§ Your goal
Convert the material below into a JSON list of strings, with one string per line and blank lines omitted.

§ Raw records
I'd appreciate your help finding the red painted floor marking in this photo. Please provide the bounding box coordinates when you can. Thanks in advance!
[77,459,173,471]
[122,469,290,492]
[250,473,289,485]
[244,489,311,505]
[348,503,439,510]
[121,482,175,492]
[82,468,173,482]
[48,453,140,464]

§ Final answer
[
  "I'd appreciate your help finding the red painted floor marking in this photo. Please provide the bounding box coordinates when you can. Thanks in advance!",
  "[77,459,173,471]",
  "[122,469,290,492]",
  "[250,473,289,485]",
  "[244,489,311,505]",
  "[348,503,439,510]",
  "[121,482,175,492]",
  "[82,468,173,482]",
  "[48,453,140,464]"
]